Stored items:
== == ==

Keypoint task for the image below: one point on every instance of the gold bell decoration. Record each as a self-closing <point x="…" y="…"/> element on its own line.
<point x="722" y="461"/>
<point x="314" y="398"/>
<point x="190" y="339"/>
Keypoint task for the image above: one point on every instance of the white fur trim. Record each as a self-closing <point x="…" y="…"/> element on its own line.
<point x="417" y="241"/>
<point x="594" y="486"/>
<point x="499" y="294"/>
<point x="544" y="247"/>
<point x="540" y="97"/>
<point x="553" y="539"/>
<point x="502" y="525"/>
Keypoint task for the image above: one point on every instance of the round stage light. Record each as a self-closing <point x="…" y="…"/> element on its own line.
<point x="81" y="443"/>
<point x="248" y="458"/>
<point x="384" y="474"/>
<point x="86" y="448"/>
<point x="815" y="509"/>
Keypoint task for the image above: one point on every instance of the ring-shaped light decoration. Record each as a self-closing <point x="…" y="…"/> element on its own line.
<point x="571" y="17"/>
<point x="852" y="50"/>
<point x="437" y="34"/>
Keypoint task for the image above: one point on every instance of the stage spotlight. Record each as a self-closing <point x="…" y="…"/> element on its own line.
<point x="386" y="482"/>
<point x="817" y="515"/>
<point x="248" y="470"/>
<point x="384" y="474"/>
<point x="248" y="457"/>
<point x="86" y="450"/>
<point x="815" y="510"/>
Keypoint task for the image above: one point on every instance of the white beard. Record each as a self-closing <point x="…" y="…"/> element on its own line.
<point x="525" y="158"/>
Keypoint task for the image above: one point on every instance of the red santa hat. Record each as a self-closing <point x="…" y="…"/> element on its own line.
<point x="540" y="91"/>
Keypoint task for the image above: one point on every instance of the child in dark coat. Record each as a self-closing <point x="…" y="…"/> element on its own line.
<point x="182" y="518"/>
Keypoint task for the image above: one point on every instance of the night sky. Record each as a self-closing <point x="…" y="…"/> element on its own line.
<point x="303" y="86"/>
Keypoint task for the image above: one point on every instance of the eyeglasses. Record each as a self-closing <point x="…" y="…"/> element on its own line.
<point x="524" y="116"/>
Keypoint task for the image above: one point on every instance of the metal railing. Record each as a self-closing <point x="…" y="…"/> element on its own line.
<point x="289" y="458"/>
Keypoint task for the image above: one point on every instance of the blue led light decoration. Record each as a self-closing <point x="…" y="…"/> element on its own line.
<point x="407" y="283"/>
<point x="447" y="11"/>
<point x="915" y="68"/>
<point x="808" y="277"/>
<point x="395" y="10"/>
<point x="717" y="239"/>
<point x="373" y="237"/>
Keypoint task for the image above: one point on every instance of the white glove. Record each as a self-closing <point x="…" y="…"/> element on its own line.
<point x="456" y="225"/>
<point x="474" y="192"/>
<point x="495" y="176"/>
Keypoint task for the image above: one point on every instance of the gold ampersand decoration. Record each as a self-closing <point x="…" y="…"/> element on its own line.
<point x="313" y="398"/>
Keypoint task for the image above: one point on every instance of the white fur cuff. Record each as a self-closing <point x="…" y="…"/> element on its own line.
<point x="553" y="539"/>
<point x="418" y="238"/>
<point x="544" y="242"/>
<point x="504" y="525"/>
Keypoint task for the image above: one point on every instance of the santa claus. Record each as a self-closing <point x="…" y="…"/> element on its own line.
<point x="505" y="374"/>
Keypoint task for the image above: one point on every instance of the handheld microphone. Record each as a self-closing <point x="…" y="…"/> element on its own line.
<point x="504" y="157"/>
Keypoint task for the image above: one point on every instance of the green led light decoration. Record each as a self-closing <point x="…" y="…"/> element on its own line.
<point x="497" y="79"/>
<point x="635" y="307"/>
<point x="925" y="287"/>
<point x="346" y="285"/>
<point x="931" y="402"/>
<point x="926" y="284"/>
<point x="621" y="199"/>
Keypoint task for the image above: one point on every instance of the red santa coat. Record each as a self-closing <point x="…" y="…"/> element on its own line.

== == ==

_Try it_
Set the entries above down once more, exactly as they stand.

_Answer for this exercise_
Keypoint task for the image below: one point on every instance of the gold bell decoration. Record each as a self-closing <point x="…" y="…"/> element on its own line.
<point x="722" y="461"/>
<point x="314" y="398"/>
<point x="190" y="339"/>
Keypoint task for the image above: one point on every instance of the white fur trim. Record each as a self-closing <point x="…" y="…"/> element on its own line.
<point x="417" y="241"/>
<point x="594" y="486"/>
<point x="499" y="294"/>
<point x="544" y="247"/>
<point x="540" y="97"/>
<point x="553" y="539"/>
<point x="502" y="525"/>
Keypoint task for the image above: one point on every instance of the round stage light. Record each as a self-closing <point x="…" y="…"/> element on its own line.
<point x="81" y="443"/>
<point x="248" y="458"/>
<point x="384" y="474"/>
<point x="86" y="448"/>
<point x="815" y="509"/>
Keypoint task for the image above: one point on every instance of the ring-shaped light decoration. Record each as a self-closing <point x="…" y="…"/> element on its own line.
<point x="571" y="17"/>
<point x="852" y="50"/>
<point x="437" y="34"/>
Keypoint task for the image above: one point on every instance of the stage spotlight. Record each as a self-closing <point x="…" y="…"/> element on its own line.
<point x="386" y="482"/>
<point x="817" y="515"/>
<point x="248" y="470"/>
<point x="384" y="474"/>
<point x="248" y="457"/>
<point x="86" y="450"/>
<point x="815" y="510"/>
Keypoint task for the image above: one point on every instance of the white beard. Record each as a self-closing <point x="…" y="…"/> element on its own line.
<point x="525" y="158"/>
Keypoint task for the image above: one point on every instance of the red santa hat. Record each as a self-closing <point x="…" y="…"/> element on its own line.
<point x="540" y="91"/>
Keypoint task for the image above: one point on every instance of the child in dark coat. Record each as a self-closing <point x="…" y="…"/> element on its own line.
<point x="182" y="518"/>
Keypoint task for the image above: one point on every instance of the night sky. Record each as a self-closing <point x="…" y="…"/> element on its own line.
<point x="303" y="86"/>
Keypoint task for the image above: one point on every instance of the eyeglasses. Record each as a self-closing <point x="…" y="…"/> element on its own line.
<point x="524" y="116"/>
Keypoint task for the image above: one point on every instance of the metal railing. Record each as a self-closing <point x="…" y="…"/> element on its own line.
<point x="289" y="458"/>
Keypoint task for the image above: one point on every instance of the blue led light decoration. Record each as a self-closing <point x="…" y="…"/> element on its own line.
<point x="407" y="283"/>
<point x="447" y="11"/>
<point x="915" y="68"/>
<point x="808" y="277"/>
<point x="395" y="10"/>
<point x="717" y="239"/>
<point x="373" y="237"/>
Keypoint task for the image above: one point on every instance of the white glove. Record each as a self-closing <point x="…" y="…"/> element on its own line.
<point x="456" y="225"/>
<point x="474" y="192"/>
<point x="495" y="176"/>
Keypoint task for the image above: one point on every instance of the gold ampersand decoration. Record each as a self-closing <point x="…" y="…"/> element on its own line.
<point x="313" y="398"/>
Keypoint task for the image above: one point on every instance of the white fur cuff. Record each as a self-closing <point x="…" y="…"/> element on its own line.
<point x="553" y="539"/>
<point x="418" y="238"/>
<point x="544" y="242"/>
<point x="504" y="525"/>
Keypoint task for the image above: one point on every instance of the santa claus. Record each as a self-closing <point x="…" y="…"/> element on its own line.
<point x="505" y="374"/>
Keypoint task for the image above: one point on every instance of the handheld microphone. Record each as a self-closing <point x="…" y="…"/> element on its own line.
<point x="504" y="157"/>
Keypoint task for the image above: one point on every instance of the green led light decoration. Record each as a self-closing <point x="…" y="…"/> element on its own line.
<point x="497" y="79"/>
<point x="635" y="307"/>
<point x="925" y="287"/>
<point x="346" y="285"/>
<point x="931" y="402"/>
<point x="926" y="284"/>
<point x="621" y="199"/>
Keypoint task for the image above: one point on every instance of the red santa coat. Record each as a self-closing <point x="…" y="…"/> element on its own line.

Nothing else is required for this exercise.